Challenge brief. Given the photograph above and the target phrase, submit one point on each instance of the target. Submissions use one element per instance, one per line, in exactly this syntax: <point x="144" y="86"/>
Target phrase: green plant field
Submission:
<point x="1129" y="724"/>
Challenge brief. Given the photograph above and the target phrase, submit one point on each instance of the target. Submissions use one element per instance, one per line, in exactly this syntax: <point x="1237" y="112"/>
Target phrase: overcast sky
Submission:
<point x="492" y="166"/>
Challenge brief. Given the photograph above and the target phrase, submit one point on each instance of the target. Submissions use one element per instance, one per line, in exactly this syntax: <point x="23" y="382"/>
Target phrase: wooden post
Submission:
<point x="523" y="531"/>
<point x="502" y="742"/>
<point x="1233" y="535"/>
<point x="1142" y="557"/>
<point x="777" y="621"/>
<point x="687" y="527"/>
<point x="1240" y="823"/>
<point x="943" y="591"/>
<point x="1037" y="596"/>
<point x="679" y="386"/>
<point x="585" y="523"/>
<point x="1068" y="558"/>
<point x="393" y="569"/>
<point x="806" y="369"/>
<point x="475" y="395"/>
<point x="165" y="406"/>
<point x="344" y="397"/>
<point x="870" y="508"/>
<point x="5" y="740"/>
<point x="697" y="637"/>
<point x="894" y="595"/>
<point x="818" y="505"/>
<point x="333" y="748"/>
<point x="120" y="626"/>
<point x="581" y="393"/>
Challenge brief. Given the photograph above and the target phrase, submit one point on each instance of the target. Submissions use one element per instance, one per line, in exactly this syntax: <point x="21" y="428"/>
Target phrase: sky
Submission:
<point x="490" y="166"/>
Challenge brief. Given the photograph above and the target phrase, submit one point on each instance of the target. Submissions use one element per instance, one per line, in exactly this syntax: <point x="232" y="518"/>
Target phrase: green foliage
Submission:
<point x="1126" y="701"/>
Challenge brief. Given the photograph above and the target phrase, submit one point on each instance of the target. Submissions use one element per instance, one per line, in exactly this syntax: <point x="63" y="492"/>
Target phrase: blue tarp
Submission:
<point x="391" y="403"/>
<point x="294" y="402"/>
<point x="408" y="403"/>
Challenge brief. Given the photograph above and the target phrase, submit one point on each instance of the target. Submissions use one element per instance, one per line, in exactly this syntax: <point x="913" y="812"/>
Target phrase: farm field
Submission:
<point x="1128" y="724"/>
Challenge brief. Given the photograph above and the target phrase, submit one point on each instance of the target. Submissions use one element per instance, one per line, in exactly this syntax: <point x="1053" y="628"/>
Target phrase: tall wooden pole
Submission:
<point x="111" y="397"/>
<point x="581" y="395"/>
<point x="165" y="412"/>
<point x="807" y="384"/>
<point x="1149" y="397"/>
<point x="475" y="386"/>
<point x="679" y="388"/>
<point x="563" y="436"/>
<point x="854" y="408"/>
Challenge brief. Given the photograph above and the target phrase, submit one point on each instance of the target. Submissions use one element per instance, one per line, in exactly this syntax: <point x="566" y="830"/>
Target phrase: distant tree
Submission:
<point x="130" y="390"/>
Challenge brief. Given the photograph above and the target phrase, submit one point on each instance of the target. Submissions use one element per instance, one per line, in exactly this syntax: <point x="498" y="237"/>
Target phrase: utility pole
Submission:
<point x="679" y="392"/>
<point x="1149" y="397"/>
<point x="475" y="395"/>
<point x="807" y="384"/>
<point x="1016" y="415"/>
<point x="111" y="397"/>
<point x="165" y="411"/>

» **WHAT TO DO**: Return what is listed above, exactly and completely.

» **WORKED SOLUTION**:
Challenge brief. Given the photograph above and the target phrase, submit one point on each instance of the target. Submissions use one element per instance, one per line, in exactly this syntax: <point x="144" y="86"/>
Target phrase: green plant field
Submission:
<point x="1129" y="724"/>
Challenge brief. Given the photograph above and the target phrase, submit one point on each instance of the target. Submissions use one element per instance, one per line, in exactly this syntax: <point x="1237" y="112"/>
Target phrase: overcast sky
Submission:
<point x="492" y="166"/>
Challenge brief. Given the photograph above and the target phrase, submit one point on each instance of the target. Submissions use one element per instance, one per line, in exactly this syntax: <point x="23" y="382"/>
Target phrase: wooden post
Submission:
<point x="523" y="531"/>
<point x="502" y="742"/>
<point x="1233" y="535"/>
<point x="1142" y="557"/>
<point x="777" y="621"/>
<point x="687" y="527"/>
<point x="1240" y="823"/>
<point x="943" y="591"/>
<point x="1037" y="596"/>
<point x="679" y="386"/>
<point x="585" y="523"/>
<point x="1068" y="558"/>
<point x="393" y="569"/>
<point x="806" y="369"/>
<point x="475" y="395"/>
<point x="165" y="406"/>
<point x="344" y="397"/>
<point x="870" y="508"/>
<point x="5" y="740"/>
<point x="697" y="637"/>
<point x="894" y="595"/>
<point x="818" y="505"/>
<point x="333" y="748"/>
<point x="120" y="626"/>
<point x="581" y="393"/>
Challenge brief. Given the photograph above and the target phrase, submit one point on each instance of the target. Submissions use one element per instance, one per line, in exactly this syntax: <point x="21" y="428"/>
Target phrase: sky
Submission:
<point x="490" y="166"/>
Challenge brief. Given the photograph above and the target phrase, submit one point on each instance of the target. Submissions use one element per instance, one per line, in exactly this syntax: <point x="232" y="518"/>
Target phrase: green foliage
Submission:
<point x="1126" y="701"/>
Challenge brief. Given the photograph above and the target phrase, submit one point on each instance of the target. Submissions use one element per instance, one per line, in exactly this syntax: <point x="63" y="492"/>
Target phrase: blue tarp
Submission:
<point x="391" y="403"/>
<point x="294" y="402"/>
<point x="408" y="403"/>
Challenge brief. Given the photograph above and the target phrase, submit one point on each instance of the target. Submissions use one element per instance, one per line, in exactly this syntax: <point x="913" y="812"/>
Target phrase: farm field
Submission:
<point x="1128" y="724"/>
Challenge brief. Given the photograph above and the target phrase, submit one point on each instance of the target. Submissions use one element per instance, one per line, in exactly this syntax: <point x="1053" y="628"/>
Target phrase: tall wooden pole
Submission:
<point x="111" y="397"/>
<point x="581" y="395"/>
<point x="165" y="412"/>
<point x="807" y="384"/>
<point x="1149" y="397"/>
<point x="475" y="386"/>
<point x="679" y="388"/>
<point x="563" y="436"/>
<point x="854" y="408"/>
Challenge brief. Given the photograph above and the target phrase, submit one point on each instance of the target. Submissions use one element per instance, one per line, in exactly this syntax: <point x="566" y="830"/>
Target phrase: distant tree
Submission:
<point x="130" y="390"/>
Challenge brief. Given the photograph above and the target phrase, submit one point on each instance of the target. Submissions use one element per instance, one per line, in exactly this syntax: <point x="498" y="237"/>
Target phrase: utility pole
Submission:
<point x="679" y="392"/>
<point x="1149" y="397"/>
<point x="475" y="395"/>
<point x="807" y="384"/>
<point x="1016" y="415"/>
<point x="111" y="397"/>
<point x="165" y="411"/>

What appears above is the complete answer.